EXERCISE REQUIREMENTS. Carry the story of Kathy's labor further, starting right after its last sentence.
───── TEXT EXCERPT
Kathy was scheduled to have a c-section on Saturday, but she and her doctor wanted her to try to have her “the regular way.” Max was a c-section baby, and weighed in at nine pounds, six ounces! She was more than a week past the due date and the baby was only getting bigger. We felt now that the Lord had answered Kathy’s fervent prayer in the affirmative with all these labor pains and stuff.

Kathy’s friends, Heather, and Lisa, who took all those pictures, arrived at between 6 and 8 am. They both have families, and left them to stay with Kathy. Her mother came to town to stay with us for a week, and got to the hospital at around 9 am. We all thought that, at this rate, she would be having the baby by no later than twelve noon or one at the latest. HA!

I had a gig that night which Kathy had no problem with me making, and since it started at 10:30 that night, we both knew I would make it ok. HA!

Her contractions were coming steadily (every two or four minutes) for hours, and she took them like a champ until around 10 am or so when she asked for an epidural. This involves injecting an anesthetic through a catheter inserted into a canal in the doggone spine! And how is this better, I wonder…?
──────────
───── INPUT DATA
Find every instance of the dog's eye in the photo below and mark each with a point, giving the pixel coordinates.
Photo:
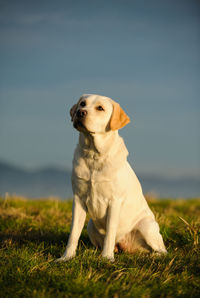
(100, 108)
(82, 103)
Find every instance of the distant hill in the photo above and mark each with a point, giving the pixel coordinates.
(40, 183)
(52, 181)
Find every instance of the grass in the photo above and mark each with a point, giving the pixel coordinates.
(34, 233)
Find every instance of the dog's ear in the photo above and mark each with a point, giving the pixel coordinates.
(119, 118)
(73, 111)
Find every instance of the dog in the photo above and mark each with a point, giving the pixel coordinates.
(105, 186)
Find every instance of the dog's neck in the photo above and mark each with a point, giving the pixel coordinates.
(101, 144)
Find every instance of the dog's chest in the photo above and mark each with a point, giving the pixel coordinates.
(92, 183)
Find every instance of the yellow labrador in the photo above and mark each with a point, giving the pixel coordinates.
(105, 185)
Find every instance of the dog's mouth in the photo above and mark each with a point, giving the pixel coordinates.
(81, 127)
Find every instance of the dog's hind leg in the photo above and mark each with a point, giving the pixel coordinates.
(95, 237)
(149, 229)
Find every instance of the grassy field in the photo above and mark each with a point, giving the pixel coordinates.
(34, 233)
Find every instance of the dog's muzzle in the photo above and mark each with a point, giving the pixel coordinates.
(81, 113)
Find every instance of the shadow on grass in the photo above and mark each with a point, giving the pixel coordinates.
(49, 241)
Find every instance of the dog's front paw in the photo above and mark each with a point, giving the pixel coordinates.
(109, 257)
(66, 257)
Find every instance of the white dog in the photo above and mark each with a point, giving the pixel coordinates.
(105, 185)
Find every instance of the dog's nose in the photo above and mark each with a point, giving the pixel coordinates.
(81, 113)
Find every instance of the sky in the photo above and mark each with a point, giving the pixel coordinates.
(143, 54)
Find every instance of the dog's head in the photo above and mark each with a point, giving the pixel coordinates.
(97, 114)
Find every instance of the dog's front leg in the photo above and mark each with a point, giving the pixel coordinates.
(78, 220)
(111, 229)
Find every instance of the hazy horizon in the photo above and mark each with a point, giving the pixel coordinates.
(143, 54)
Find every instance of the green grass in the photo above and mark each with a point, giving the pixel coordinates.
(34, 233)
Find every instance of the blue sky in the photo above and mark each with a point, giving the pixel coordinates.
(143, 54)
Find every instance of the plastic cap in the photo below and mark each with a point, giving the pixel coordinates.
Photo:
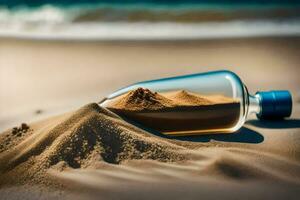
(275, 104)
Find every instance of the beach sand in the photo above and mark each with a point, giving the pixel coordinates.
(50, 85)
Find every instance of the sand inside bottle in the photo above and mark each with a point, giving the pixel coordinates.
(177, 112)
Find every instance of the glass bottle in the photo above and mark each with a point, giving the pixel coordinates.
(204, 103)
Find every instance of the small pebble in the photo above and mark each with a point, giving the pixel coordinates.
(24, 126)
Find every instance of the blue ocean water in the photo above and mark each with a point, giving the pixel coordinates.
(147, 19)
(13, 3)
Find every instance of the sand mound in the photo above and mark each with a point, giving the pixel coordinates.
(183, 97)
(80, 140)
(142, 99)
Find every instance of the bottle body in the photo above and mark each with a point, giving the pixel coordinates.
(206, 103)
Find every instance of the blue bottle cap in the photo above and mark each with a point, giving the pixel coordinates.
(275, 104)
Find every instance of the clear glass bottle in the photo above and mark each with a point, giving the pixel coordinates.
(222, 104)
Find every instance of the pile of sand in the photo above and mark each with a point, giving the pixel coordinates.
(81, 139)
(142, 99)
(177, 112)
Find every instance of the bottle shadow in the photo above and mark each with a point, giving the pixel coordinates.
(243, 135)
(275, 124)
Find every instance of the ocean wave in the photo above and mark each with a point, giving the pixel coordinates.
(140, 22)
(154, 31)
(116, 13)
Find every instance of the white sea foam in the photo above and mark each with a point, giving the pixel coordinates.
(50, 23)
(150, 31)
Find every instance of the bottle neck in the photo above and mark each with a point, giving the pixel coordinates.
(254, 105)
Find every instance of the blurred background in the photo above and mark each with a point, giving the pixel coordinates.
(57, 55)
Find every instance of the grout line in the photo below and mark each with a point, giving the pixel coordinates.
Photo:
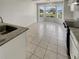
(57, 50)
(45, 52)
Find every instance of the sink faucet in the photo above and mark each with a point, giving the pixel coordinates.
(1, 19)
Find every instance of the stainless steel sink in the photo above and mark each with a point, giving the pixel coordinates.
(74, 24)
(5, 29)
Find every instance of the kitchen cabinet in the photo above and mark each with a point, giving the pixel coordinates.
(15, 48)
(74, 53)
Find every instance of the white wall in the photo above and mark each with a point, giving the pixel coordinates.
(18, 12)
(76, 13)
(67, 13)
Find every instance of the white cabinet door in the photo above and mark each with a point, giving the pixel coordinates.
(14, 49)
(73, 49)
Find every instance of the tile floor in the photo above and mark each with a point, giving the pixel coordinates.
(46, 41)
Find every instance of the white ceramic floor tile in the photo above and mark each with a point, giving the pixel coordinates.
──────────
EXERCISE RESPONSE.
To make a long story long, Kathy endured the process of physical and mental stress (which was probably worse) until 7:30 pm. The doctors and she were trying to wait for her cervix to dilate to the point where Diana could pass naturally. “I don’t want to be gutted like a fish!” Kathy would repeatedly say, only partly in jest.

Just as with Max, it would never happen.

Through all of this, Heather and Lisa stayed! Hour upon hour of stress, tedium, pain, and varying opinions on what to do and they just called husbands, arranged for kids to be picked up, and stayed right there with her. Never had we experienced such friendship and dedication. Even after I left to work, (musicians don’t have workman’s compensation! No play, no pay! Kathy’s maternity pay is a little bit less than her regular pay, so I had to go get it!) Megan returned, and Lisa and Heather stayed into Saturday morning until I told Kathy to have them go home!

I am so blessed (Kathy, too…) to have people who love my wife so much. She is not from Memphis, and used to fret about not having ties here. This is an answer to that prayer, because she has friends now from all strata who love her like family!

Yes, they attend that church I rave about. (And Heather wants me to tell you that in spite of the name, she IS black! :-) )

It was obvious after all these hours that Diana was not going to push her way out. There was a lot of back and forth about what should happen, so the nurse — at Kathy’s request — cleared the room. Kathy, now crying,  called me back, and while I had a whole line prepared — excuse me, Diana just started to wail again — about how God knows better than we do what is best, and that this is His will, and that we have to get in line with that will… But she wasn’t crying about having to have another c-section. Suffice it to say that she was worried that her friends’ feelings would be hurt through all of this.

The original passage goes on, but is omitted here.